#### [ABOUT THIS TASK]
Exact copies of all the lines below are required, with the pictures omitted.

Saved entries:
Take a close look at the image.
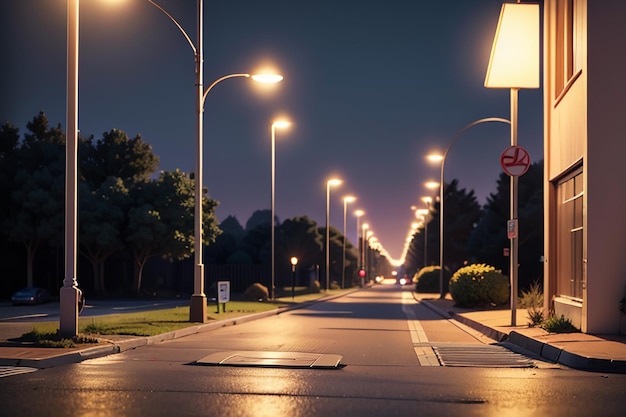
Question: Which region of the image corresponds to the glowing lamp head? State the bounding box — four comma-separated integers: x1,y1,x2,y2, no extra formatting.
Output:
251,73,284,84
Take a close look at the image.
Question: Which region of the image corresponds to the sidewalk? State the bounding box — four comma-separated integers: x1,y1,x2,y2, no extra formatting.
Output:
2,290,626,373
415,293,626,373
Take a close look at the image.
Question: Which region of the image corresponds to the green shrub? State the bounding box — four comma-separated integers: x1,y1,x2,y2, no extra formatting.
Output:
308,280,321,294
541,314,579,333
449,264,509,308
244,283,269,301
413,266,441,293
519,281,544,327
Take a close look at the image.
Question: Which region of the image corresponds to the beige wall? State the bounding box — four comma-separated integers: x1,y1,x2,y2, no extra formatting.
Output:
585,1,626,333
544,0,626,333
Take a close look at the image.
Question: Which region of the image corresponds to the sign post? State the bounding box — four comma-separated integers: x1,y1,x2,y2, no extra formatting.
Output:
500,145,531,326
216,281,230,313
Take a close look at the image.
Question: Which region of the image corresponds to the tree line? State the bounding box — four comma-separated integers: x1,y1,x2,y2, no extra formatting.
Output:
402,162,544,293
0,112,391,298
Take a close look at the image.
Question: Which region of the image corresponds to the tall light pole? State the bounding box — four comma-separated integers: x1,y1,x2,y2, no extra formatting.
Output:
428,118,511,300
270,120,290,300
416,206,429,267
341,195,356,288
60,0,81,338
325,178,342,291
147,0,283,322
484,1,539,326
354,209,365,285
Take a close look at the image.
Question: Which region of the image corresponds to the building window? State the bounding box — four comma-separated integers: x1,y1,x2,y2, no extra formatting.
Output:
554,0,582,101
555,167,583,300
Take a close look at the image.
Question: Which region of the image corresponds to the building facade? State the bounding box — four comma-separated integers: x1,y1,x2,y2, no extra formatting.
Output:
543,0,626,334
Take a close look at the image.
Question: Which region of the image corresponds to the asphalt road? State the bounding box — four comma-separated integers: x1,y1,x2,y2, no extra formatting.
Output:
1,285,625,417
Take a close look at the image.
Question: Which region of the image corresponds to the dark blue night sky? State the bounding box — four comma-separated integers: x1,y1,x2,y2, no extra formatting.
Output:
1,0,543,262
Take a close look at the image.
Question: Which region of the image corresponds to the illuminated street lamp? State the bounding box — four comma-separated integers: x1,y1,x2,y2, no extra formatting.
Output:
342,195,356,288
60,0,81,338
325,178,342,291
290,256,298,301
271,120,291,300
416,207,429,267
146,0,283,322
485,1,539,325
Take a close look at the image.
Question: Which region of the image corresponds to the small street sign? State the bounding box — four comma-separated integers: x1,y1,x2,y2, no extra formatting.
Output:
500,145,531,176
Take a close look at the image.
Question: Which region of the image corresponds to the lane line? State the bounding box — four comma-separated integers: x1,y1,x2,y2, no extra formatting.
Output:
402,292,440,366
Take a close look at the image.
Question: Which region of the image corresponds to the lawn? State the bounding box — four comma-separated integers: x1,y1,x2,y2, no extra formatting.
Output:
20,288,353,346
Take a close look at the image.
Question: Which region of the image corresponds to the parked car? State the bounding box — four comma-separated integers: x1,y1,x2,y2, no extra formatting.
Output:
11,287,50,305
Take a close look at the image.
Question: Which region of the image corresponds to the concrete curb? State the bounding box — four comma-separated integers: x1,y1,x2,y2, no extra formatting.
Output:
419,298,626,374
507,330,626,373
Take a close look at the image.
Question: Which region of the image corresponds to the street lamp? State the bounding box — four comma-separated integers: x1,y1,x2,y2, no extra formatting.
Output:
60,0,81,338
342,195,356,288
271,120,290,300
325,178,342,291
416,207,429,268
428,118,511,300
290,256,298,301
354,209,365,286
484,1,539,326
146,0,283,322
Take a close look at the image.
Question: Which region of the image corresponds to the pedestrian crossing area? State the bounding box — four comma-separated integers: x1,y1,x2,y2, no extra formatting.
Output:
0,366,38,378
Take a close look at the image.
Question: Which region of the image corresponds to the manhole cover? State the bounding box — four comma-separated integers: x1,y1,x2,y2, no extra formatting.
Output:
195,351,344,369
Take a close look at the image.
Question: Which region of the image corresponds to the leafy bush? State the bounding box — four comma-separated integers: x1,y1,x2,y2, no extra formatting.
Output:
244,283,269,301
309,280,321,294
519,281,544,327
541,314,579,333
449,264,509,308
413,266,441,293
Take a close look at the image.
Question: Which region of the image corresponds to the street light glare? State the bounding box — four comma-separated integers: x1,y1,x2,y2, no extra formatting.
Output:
273,120,291,129
344,195,356,203
328,178,342,187
425,181,439,189
251,73,284,83
426,154,444,163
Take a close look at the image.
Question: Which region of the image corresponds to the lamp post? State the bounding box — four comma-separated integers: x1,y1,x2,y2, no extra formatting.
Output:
325,178,342,291
290,256,298,301
354,209,364,286
342,195,356,288
428,118,511,301
484,1,539,326
147,0,283,322
416,207,429,268
59,0,81,338
270,120,290,300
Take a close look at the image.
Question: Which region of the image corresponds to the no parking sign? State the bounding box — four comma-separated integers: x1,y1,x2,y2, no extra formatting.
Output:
500,146,531,176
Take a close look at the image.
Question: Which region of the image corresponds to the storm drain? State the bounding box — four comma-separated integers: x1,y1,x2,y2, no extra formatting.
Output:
433,344,536,368
195,351,344,369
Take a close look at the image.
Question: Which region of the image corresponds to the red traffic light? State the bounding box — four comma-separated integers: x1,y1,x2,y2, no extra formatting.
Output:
358,269,366,278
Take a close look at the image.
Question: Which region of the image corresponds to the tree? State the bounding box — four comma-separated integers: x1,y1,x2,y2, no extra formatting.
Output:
78,177,128,294
403,179,482,281
78,129,160,294
125,170,219,293
3,113,65,287
80,129,159,189
277,216,324,272
468,161,544,291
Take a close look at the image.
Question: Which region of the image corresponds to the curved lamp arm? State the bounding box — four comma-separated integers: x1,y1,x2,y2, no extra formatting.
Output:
147,0,196,54
202,73,250,103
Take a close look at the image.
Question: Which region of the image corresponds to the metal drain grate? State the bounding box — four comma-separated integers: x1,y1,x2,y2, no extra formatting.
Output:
433,344,536,368
195,351,344,369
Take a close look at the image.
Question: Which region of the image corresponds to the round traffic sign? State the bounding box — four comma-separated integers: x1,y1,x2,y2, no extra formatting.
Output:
500,145,531,176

#### [ANSWER TO THIS PROBLEM]
Take a close look at the image.
Question: Which region of the image corresponds to the glowing lamp head? State the bounding box — four comma-separated integers: x1,y1,x2,y2, no extra formatting.
Output:
251,73,284,84
Take a close look at the image.
Question: Which region of the image corresponds to the sidewalk? State the bounding box — four comma-separated integers: x1,y1,x2,y2, no extra formatting.
Output:
2,290,626,373
415,293,626,373
Take a close look at the image.
Question: Which region of the image corresponds to the green shrub? State the bounding box — four comma-separated integers: x1,y1,x2,y2, no extra formatting.
Output:
308,280,321,294
541,314,579,333
449,264,509,308
244,283,269,301
413,266,441,293
519,281,544,327
Take a close look at the image.
Question: Which region of the image corresponds to the beige wall? State the bounding box — four comma-separated integers: x1,y1,x2,y2, no extra formatting.
Output:
585,1,626,333
544,0,626,333
Take a close look at the image.
Question: Which region of the image corresponds to the sign post? State the bounding box — four comma-separated integers: x1,y1,x2,y2, no extra formatting.
Output:
500,145,531,326
216,281,230,313
Take a close look at the image.
Question: Which region of the image corresponds to the tree line? State the bounding box — four comma-separated integers: x1,y1,x2,y2, no extra formatting.
Output:
402,162,544,293
0,112,391,298
Take a close look at the image.
Question: Which region of the image corresponds to the tall light pole? State the bounding box — four comma-separated integers: x1,y1,x2,y2, no extra formatting.
Output:
428,118,511,300
270,120,290,300
416,206,429,267
341,195,356,288
60,0,81,338
325,178,342,291
147,0,283,322
484,1,539,326
354,209,365,285
Take a close look at the image.
Question: Which region of the image corresponds to the building window? State the bounding box — four comma-separated integers: x1,y1,x2,y2, no extra formatting.
Output:
554,0,582,101
555,167,583,300
Take a close look at the image.
Question: Which region of the image corresponds to the building facade? State the bounding box — four comma-separated integers: x1,y1,x2,y2, no extra formatting.
Output:
543,0,626,334
Take a close look at the image.
Question: Which region of the image corresponds to the asphalt road? State the bounding box — four comma-separated integers: x1,y1,x2,y2, no extra formatting.
Output:
1,285,625,417
Take a close look at the image.
Question: Which region of the image corresponds to the dark blue night sky? State the bounding box — four comma-separated integers: x1,y1,x2,y2, no extra formatting.
Output:
1,0,543,262
Take a close look at the image.
Question: Which region of the image corresponds to the illuminated street lamp? State the bounding box — four comma-separated integers: x1,y1,x2,y2, no extra formatting.
Output:
342,195,356,288
60,0,81,338
325,178,342,291
290,256,298,301
271,120,291,300
416,207,429,267
146,0,283,322
485,1,539,325
Take a close look at the image.
Question: Which region of the image corresponds to the small street sign? State the bounding box — four comma-separated integers: x1,y1,x2,y2, no extra formatting.
Output:
500,145,531,176
Take a close look at the image.
Question: Which region of the image corresponds to the lane line? State the bounding box — four comma-separated integers: x1,y1,x2,y2, no extra formatting.
Output:
402,292,440,366
Take a close look at the image.
Question: Which region of the image corresponds to the lawn? State the bounding box — four comma-separated integers: x1,y1,x2,y2, no extra formatting.
Output:
20,288,353,346
Take a close look at the image.
Question: Which region of the image corresponds to the parked car? State the bounding box — four comma-separated integers: x1,y1,x2,y2, no extra formatting.
Output:
11,287,50,305
Take a close look at the image.
Question: Which region of the image corresponds to the concrete curb? State the bounding box — four comma-separated integers: x1,y1,x2,y2, no extra formatting.
Output:
419,298,626,374
507,330,626,373
Take a close look at the image.
Question: Which region of the image corresponds to the street lamp? State the bounding box — four comma-separated integers: x1,y1,x2,y2, no extra formatting.
Output:
60,0,81,338
342,195,356,288
271,120,290,300
325,178,342,291
416,207,429,268
428,118,511,300
290,256,298,301
354,209,365,286
484,1,539,326
146,0,283,322
Take a close look at the image.
Question: Which region of the image corresponds to the pedestrian crossing area? State the bounding box — four comma-separated integers: x1,y1,x2,y2, no extra formatting.
Output:
0,366,38,378
Take a close look at the image.
Question: Which region of the image corresponds to the manhole cover? State the bounding box — four comma-separated integers: x1,y1,x2,y2, no extra formatting.
Output:
195,351,344,369
Take a close look at the image.
Question: Which region of the image corresponds to the leafy bush? State the bounding box — four comma-separated integers: x1,y1,x2,y2, no extra formatting.
Output:
244,283,269,301
309,280,321,294
519,281,544,327
541,314,579,333
449,264,509,308
413,266,441,293
Take a close look at the image.
Question: Which region of the image corresponds to the street light glare? State the bounding box — four comma-separated integers: x1,y1,x2,y2, no extra formatting.
Output:
273,120,291,129
344,195,356,203
328,178,342,187
425,181,439,189
251,73,284,83
426,154,444,163
Take a close look at the image.
Question: Which region of the image corresponds to the lamp post? State the bounding box — four comma-separated integers: x1,y1,x2,y2, no extra formatting.
Output:
325,178,342,291
290,256,298,301
354,209,364,286
342,195,356,288
428,118,511,301
484,1,539,326
147,0,283,322
416,207,429,268
59,0,81,338
270,120,290,300
Take a close look at the image.
Question: Which region of the image corresponds to the no parking sign? State the bounding box — four comma-separated integers: x1,y1,x2,y2, no extra formatting.
Output:
500,146,531,176
Take a close look at the image.
Question: Which region of the image corresponds to the storm drain? State the bounding box — four comma-separated integers: x1,y1,x2,y2, no extra formatting.
Output:
433,344,536,368
195,351,344,369
Take a close look at the image.
Question: Which region of the image corresponds to the red traffic light? State the bounding box — four comma-separated integers: x1,y1,x2,y2, no extra formatting.
Output:
358,269,366,278
Take a close look at the image.
Question: Which region of the image corresponds to the tree? State the bounding box — four comma-separated integers: x1,y1,x2,y2, no extra formatting.
Output:
78,177,128,294
403,179,482,281
78,129,160,294
125,170,219,293
3,113,65,287
80,129,159,189
277,216,324,272
468,161,544,291
Take a close look at the image.
Question: Which region of the image corresponds to the curved lamp arm? State the bounding box — four comma-separated integers: x1,y1,x2,y2, no extra formatting.
Output:
147,0,196,54
202,73,250,103
Take a close look at the image.
Question: Which region of the image corresponds to the metal drain grate? State the bounding box — four comma-separated integers: x1,y1,x2,y2, no extra formatting.
Output:
433,344,536,368
195,351,344,369
Take a close look at the image.
Question: Which region of the image corresponds to the round traffic sign? State the bounding box — four comma-separated integers: x1,y1,x2,y2, no extra formatting.
Output:
500,145,531,176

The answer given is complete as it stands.